YOUR TASK
Starting with the line that contains "Reviewer note: make sure each instance of the covered", reproduce word for word every line of the listing below through its end. Leave the pictures out of your answer.

DATA EXCERPTS
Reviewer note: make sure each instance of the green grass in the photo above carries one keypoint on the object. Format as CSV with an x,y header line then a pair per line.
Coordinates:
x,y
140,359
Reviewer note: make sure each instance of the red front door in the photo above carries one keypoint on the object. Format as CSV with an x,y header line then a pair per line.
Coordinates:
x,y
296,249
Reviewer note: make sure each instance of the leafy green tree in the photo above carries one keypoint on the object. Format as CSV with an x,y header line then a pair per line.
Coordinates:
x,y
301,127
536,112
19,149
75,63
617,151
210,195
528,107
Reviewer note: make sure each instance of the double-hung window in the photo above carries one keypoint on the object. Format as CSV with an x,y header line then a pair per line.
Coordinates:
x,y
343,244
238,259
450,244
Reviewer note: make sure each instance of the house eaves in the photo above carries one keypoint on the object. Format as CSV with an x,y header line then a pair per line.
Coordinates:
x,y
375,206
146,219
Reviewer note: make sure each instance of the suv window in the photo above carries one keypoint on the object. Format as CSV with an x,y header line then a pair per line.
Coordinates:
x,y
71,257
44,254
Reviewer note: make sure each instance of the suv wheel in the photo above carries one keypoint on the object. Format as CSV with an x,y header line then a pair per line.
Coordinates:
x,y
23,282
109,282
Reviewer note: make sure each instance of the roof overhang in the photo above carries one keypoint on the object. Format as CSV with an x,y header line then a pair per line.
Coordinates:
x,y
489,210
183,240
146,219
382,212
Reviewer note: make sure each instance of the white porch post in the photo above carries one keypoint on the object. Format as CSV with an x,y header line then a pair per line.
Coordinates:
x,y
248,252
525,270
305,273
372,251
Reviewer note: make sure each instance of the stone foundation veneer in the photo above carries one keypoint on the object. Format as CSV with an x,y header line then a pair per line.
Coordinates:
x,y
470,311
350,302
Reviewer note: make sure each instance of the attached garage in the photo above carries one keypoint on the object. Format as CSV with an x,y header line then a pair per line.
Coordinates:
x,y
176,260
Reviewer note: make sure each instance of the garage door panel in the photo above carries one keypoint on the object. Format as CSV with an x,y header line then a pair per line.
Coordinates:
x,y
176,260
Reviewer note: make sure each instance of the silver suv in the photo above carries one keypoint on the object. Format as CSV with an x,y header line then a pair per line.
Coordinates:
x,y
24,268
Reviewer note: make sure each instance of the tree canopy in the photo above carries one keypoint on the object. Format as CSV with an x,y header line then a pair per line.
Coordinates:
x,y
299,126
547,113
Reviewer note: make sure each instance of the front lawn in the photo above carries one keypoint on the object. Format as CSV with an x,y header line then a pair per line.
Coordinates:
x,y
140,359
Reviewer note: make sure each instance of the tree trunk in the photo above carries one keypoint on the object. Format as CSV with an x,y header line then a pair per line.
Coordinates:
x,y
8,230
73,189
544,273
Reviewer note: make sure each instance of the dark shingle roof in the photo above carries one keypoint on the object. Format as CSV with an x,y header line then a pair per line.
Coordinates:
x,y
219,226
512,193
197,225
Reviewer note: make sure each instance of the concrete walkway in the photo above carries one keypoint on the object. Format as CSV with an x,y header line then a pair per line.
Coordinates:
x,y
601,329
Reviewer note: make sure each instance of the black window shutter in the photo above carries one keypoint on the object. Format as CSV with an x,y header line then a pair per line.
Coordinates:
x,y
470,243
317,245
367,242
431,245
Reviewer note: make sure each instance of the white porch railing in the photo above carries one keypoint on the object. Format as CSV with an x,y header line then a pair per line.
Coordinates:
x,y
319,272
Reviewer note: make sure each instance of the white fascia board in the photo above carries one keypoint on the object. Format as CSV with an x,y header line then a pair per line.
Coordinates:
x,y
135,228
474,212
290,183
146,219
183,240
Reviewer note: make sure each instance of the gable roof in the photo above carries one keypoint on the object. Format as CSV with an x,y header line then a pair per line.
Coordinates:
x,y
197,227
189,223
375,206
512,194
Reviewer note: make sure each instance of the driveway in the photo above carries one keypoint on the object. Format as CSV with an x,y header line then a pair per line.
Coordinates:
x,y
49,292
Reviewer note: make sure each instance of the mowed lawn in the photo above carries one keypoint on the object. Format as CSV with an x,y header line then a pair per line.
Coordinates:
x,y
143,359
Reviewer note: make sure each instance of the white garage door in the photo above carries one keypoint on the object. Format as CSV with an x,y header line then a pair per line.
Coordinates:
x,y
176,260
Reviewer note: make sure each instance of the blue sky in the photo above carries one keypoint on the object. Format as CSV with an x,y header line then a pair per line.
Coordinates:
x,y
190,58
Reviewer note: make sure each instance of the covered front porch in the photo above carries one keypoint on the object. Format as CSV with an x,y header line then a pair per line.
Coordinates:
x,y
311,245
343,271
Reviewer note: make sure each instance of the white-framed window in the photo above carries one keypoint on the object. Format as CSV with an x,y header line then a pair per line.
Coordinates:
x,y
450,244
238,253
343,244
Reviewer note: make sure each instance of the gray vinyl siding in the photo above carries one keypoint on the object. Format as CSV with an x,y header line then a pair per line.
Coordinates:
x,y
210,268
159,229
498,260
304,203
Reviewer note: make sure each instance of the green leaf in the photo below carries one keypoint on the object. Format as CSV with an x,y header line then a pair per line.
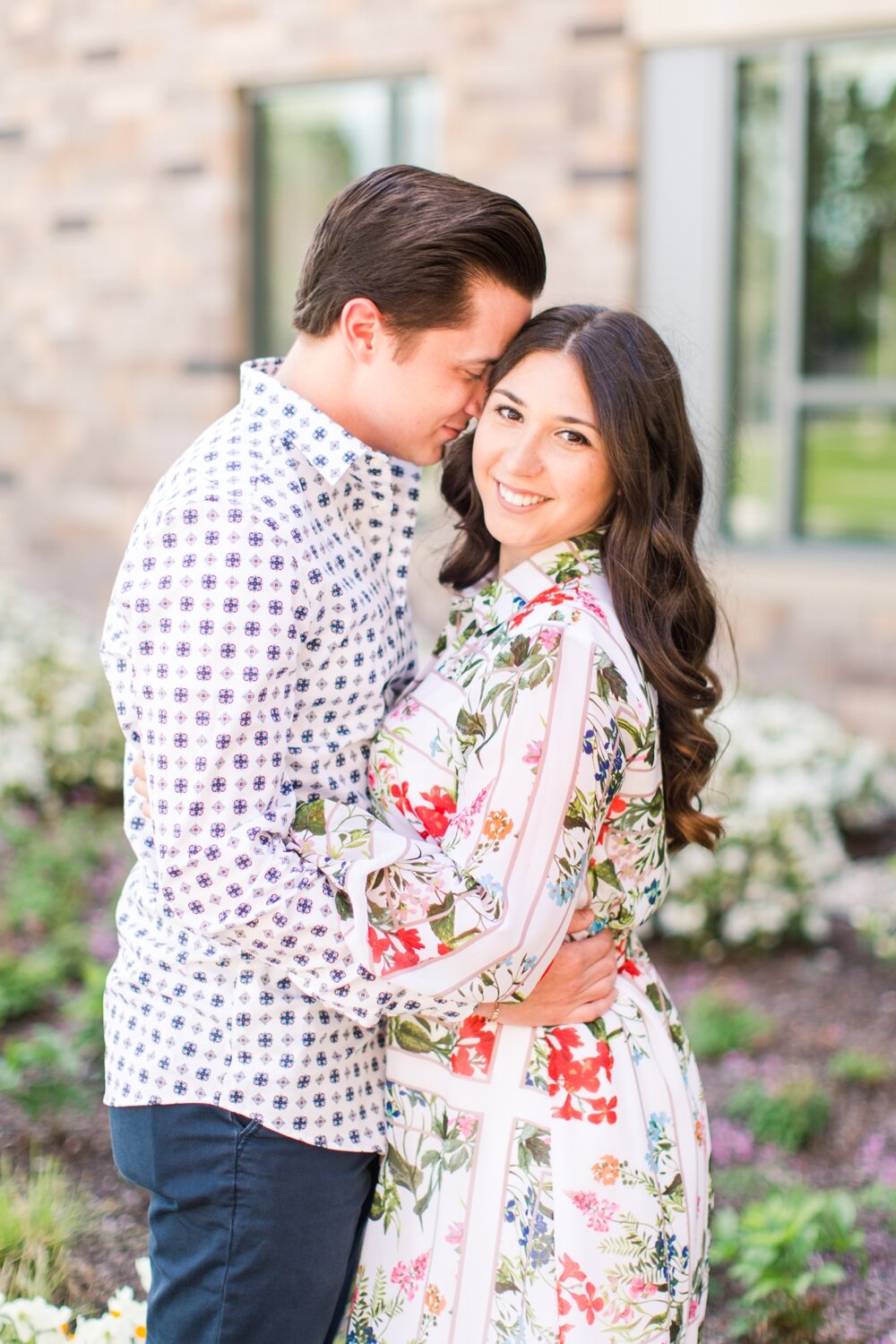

FULL RESPONSE
Reviewer note: make sure each instance of the covered front porch in the photo above carries one keypoint on the object. Format as CSV with an x,y header line then a pair per line.
Coordinates:
x,y
311,245
343,271
Reviewer note: make sure each instance of the white-framed window in the photo above carries one keypoint on the object. Format as CSV with an x,y header line then a pair per line.
Coordinates:
x,y
450,244
238,253
343,244
Reviewer note: make sure each instance of the gray vinyl siding in the photo above carries one keypoint on the object. Format as CSV with an x,y header line then a pair per line.
Coordinates:
x,y
210,268
159,229
498,260
304,203
Reviewer note: make sure each instance of the green leaf in the photo below carries one keypoint on the object. Format as CSV with an x,y header line then a pair per line.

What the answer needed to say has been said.